[Given information — start]
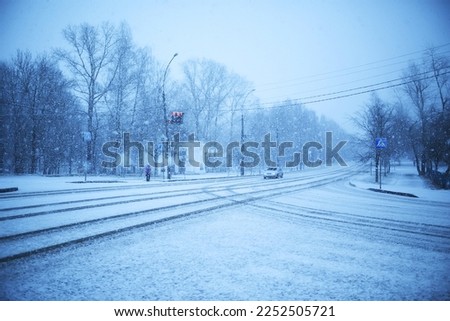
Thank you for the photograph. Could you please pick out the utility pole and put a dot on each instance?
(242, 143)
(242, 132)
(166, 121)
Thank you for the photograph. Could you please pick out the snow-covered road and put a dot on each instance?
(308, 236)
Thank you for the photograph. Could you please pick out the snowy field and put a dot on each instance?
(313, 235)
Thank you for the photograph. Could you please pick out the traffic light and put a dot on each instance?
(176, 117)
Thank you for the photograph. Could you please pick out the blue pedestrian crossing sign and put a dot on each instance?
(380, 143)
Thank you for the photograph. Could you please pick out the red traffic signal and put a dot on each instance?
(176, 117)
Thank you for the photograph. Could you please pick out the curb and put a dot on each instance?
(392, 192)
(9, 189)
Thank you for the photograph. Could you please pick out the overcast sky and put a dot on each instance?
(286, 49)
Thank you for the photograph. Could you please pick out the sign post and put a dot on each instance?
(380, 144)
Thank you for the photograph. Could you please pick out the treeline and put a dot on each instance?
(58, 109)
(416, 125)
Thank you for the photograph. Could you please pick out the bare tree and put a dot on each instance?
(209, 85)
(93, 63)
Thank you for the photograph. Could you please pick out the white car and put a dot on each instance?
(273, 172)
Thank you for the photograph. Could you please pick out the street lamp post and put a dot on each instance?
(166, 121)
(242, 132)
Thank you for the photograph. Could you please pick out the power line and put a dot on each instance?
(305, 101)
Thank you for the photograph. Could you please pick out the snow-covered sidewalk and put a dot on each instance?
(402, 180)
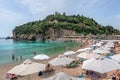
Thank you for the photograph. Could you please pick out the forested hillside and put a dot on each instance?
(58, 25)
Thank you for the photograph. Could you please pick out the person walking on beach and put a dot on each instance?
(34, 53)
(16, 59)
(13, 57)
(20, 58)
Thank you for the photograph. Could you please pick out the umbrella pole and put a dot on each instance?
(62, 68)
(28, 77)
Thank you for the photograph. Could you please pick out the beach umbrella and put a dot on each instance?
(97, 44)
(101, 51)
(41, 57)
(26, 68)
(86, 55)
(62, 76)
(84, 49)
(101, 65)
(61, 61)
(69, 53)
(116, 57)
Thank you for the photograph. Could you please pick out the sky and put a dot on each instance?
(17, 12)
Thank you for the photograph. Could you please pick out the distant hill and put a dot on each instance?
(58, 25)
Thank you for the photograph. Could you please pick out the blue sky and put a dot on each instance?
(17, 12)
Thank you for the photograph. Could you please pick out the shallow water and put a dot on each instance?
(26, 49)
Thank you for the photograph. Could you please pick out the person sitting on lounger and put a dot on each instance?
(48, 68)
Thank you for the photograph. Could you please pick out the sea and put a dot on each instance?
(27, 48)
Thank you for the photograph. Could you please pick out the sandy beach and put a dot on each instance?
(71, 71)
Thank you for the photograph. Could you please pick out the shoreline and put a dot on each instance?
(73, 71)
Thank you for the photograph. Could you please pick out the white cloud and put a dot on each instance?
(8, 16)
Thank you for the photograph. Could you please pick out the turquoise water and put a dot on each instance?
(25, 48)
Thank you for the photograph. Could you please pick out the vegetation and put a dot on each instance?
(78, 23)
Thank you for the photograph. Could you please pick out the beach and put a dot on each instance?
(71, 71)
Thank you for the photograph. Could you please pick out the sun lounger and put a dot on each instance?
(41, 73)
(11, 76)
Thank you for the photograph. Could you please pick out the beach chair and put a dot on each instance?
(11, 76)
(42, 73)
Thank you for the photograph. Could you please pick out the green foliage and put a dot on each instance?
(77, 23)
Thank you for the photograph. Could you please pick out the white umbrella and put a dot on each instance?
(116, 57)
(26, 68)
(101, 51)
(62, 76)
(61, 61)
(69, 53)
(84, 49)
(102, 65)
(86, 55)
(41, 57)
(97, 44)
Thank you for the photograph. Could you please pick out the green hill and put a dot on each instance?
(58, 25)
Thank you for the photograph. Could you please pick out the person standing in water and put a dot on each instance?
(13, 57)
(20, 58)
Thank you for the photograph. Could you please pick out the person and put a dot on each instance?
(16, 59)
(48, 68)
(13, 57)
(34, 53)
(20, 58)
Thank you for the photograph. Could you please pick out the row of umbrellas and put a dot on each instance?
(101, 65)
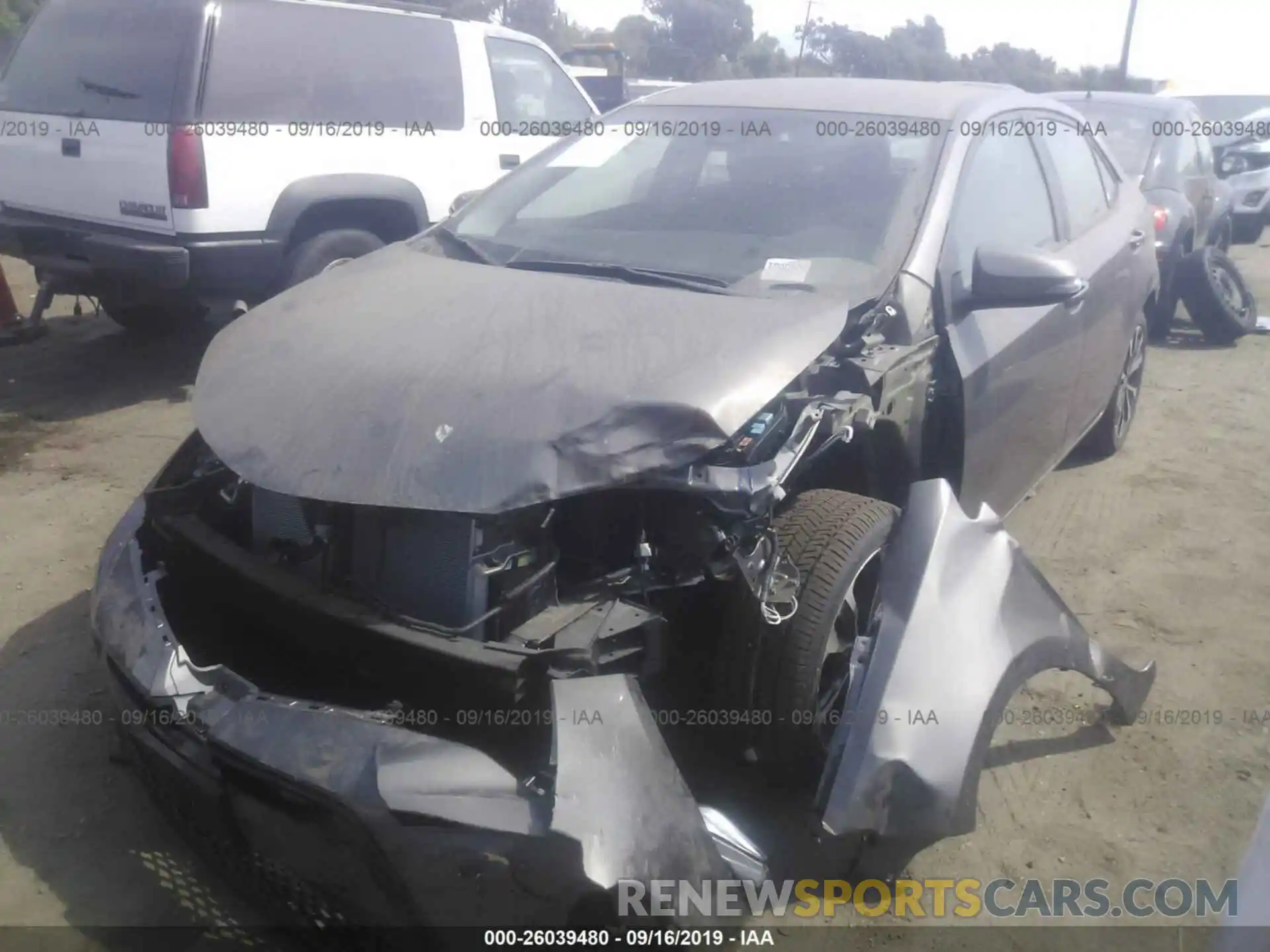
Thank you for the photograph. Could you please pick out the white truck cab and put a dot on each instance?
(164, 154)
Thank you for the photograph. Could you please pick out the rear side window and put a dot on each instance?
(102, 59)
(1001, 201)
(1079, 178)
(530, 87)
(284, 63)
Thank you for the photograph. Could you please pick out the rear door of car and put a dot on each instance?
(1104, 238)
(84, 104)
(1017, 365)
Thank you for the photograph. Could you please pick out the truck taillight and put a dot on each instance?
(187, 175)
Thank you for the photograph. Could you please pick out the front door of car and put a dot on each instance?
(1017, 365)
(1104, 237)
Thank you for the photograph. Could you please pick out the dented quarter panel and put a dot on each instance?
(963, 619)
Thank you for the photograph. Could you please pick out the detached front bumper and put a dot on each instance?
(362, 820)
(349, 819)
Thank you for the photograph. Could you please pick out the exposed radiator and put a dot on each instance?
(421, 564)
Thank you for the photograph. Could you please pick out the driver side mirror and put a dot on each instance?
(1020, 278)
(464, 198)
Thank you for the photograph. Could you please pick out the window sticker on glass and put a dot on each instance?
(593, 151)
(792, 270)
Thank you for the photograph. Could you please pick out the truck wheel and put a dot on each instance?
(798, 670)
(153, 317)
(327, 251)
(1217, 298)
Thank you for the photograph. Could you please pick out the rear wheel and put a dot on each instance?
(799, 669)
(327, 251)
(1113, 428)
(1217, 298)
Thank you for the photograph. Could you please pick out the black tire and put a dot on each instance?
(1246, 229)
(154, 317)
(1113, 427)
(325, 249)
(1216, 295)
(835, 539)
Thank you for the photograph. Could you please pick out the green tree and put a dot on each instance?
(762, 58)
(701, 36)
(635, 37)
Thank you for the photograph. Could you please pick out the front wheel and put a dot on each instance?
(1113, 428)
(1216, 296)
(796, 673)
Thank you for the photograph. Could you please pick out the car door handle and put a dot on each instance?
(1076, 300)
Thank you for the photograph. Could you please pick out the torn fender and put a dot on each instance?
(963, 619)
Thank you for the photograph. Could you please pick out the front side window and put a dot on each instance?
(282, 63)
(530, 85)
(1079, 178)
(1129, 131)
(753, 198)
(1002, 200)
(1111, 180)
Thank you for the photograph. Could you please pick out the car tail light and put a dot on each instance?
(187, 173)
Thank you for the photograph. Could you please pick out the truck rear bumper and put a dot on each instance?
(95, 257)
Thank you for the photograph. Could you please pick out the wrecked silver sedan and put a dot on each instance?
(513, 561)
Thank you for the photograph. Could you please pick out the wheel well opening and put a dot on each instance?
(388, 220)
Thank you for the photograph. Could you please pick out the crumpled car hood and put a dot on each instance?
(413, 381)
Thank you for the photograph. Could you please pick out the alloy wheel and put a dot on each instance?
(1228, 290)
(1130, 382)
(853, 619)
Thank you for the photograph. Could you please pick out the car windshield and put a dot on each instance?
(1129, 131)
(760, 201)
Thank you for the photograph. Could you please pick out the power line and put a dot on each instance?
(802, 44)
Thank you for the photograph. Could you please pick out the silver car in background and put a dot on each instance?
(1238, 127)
[Given information — finish]
[Given information — start]
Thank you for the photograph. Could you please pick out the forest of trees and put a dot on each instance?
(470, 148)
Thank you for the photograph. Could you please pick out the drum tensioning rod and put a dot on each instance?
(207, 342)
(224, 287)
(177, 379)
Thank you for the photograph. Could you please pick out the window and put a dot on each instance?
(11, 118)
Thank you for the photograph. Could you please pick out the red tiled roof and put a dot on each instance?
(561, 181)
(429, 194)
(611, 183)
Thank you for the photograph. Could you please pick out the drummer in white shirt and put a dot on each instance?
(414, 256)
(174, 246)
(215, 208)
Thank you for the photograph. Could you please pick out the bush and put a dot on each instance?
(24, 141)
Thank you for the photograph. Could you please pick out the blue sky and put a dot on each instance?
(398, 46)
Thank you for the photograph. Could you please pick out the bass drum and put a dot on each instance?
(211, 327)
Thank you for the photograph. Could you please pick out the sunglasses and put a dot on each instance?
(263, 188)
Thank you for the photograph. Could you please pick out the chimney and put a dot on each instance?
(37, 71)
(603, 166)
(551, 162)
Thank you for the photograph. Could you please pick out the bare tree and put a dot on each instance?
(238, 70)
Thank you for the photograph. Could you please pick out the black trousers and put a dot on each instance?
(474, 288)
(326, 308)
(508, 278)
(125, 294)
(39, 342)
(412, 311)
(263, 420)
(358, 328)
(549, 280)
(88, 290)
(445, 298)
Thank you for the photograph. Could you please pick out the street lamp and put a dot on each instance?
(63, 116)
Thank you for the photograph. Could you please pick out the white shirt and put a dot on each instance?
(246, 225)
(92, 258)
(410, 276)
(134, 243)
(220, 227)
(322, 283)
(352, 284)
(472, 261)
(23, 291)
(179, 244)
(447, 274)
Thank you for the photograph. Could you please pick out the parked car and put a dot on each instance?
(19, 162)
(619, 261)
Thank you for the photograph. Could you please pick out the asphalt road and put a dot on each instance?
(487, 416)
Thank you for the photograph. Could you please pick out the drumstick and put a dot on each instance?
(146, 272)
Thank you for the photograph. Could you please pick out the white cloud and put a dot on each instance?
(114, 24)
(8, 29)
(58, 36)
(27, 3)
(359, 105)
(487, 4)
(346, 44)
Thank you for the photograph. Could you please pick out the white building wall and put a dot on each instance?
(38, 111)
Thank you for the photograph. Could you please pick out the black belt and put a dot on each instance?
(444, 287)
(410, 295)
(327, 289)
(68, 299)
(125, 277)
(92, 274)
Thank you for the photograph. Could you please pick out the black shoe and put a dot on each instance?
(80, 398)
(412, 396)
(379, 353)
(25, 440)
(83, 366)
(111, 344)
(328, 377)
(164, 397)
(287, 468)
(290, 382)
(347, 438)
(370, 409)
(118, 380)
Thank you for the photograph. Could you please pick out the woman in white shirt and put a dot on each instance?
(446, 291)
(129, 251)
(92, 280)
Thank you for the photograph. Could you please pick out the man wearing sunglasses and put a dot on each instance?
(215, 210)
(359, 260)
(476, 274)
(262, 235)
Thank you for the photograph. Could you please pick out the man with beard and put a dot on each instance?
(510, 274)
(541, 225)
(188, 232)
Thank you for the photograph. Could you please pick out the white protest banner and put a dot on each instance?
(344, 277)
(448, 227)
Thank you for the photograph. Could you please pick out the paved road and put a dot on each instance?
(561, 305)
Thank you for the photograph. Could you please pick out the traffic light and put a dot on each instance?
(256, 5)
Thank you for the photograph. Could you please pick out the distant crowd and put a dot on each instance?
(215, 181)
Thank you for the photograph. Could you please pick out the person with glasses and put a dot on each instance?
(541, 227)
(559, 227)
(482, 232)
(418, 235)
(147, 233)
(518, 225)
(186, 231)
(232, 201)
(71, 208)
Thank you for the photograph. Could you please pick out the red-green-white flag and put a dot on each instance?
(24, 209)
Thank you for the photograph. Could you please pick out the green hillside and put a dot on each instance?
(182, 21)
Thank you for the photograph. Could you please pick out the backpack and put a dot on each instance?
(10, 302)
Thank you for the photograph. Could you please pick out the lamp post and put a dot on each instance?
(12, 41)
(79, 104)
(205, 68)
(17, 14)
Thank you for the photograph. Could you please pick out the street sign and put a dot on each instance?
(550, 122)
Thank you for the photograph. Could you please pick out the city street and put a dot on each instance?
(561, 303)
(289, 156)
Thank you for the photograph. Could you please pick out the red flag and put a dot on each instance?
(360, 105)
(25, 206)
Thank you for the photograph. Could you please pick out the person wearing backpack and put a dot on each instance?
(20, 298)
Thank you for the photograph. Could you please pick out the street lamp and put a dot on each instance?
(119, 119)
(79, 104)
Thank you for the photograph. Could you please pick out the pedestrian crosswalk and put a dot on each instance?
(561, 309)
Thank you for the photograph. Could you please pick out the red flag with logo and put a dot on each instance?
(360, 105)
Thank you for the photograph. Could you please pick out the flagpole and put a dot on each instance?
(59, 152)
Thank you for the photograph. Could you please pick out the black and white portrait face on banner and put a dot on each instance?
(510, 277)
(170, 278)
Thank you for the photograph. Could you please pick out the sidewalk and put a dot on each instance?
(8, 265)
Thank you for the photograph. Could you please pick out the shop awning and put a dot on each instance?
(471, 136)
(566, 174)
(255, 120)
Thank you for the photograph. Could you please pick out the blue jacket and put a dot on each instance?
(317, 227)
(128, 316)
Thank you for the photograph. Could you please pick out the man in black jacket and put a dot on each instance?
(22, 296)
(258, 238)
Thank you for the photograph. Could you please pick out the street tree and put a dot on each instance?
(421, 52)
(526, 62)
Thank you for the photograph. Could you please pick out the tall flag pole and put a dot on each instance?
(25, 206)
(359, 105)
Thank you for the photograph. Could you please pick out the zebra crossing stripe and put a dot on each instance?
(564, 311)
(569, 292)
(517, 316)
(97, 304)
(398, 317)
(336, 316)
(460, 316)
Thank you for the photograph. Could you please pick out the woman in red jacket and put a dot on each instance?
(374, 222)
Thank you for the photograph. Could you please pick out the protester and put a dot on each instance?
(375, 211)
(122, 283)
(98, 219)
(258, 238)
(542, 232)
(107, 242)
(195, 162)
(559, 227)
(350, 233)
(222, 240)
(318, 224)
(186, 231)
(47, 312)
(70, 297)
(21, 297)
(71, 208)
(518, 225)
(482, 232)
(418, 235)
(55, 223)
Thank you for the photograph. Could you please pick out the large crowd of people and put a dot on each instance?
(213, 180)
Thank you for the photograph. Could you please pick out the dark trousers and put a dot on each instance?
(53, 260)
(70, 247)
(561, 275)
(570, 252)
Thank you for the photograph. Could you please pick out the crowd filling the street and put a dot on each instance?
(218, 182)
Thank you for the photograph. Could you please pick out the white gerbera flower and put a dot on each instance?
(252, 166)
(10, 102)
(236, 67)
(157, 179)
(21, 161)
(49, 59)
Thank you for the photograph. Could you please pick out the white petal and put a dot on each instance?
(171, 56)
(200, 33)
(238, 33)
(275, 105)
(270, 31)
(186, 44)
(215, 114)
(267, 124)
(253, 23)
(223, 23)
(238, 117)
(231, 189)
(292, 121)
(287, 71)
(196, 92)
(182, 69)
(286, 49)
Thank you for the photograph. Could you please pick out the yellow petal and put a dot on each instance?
[Given information — finish]
_Directions for this task_
In the entries above, find the line holding "out the crowd" and the line holding "out the yellow"; print both of them and every line between, exactly, and nothing else.

_Result for this task_
Thank you for the photograph. Could you please pick out the crowd filling the street and put a dot on each instance?
(218, 182)
Thank you for the photograph. Could you please pick out the white gerbera flower and put a dot on each instance?
(252, 166)
(10, 102)
(236, 67)
(157, 179)
(21, 161)
(49, 59)
Thank you for the photograph. Could you please pick out the white petal and put a dot on each instance?
(171, 56)
(200, 33)
(238, 33)
(275, 105)
(270, 31)
(186, 44)
(215, 114)
(267, 124)
(253, 23)
(223, 23)
(238, 117)
(231, 189)
(292, 121)
(287, 71)
(196, 92)
(182, 69)
(286, 49)
Thank you for the photograph. Could you please pick out the yellow petal and put a dot on each instance?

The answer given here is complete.